Goal:
Can you edit the data below so that every "in this photo" becomes "in this picture", with everything else left unchanged and the pictures omitted from your answer?

Material shown:
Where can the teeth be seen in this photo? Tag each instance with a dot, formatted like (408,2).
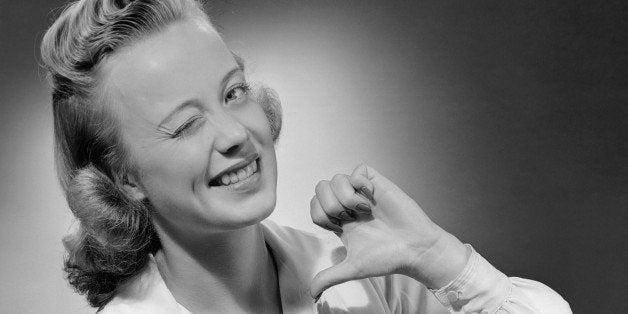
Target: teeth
(241,174)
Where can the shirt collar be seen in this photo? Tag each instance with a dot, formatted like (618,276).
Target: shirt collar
(298,257)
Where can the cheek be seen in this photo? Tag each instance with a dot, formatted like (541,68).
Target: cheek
(257,122)
(172,170)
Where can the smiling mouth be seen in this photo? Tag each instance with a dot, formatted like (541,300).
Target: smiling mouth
(237,175)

Exercise result:
Where can the teeth be seen in this picture? Tag each instance with a dot, formatted like (408,2).
Target: teeth
(241,174)
Where can the shirt collar be seen in this picture? Tag each instance with a dot, formatted like (618,276).
Target: shirt collar
(298,257)
Where can the cheek be seen in this picture? Tag each instance with a dot, formatted like (541,68).
Target: cheek
(257,122)
(172,170)
Where can the smiling mouth be seen in this picture? Tag each instance with a dot, formatted like (541,300).
Target: smiling mouth
(237,175)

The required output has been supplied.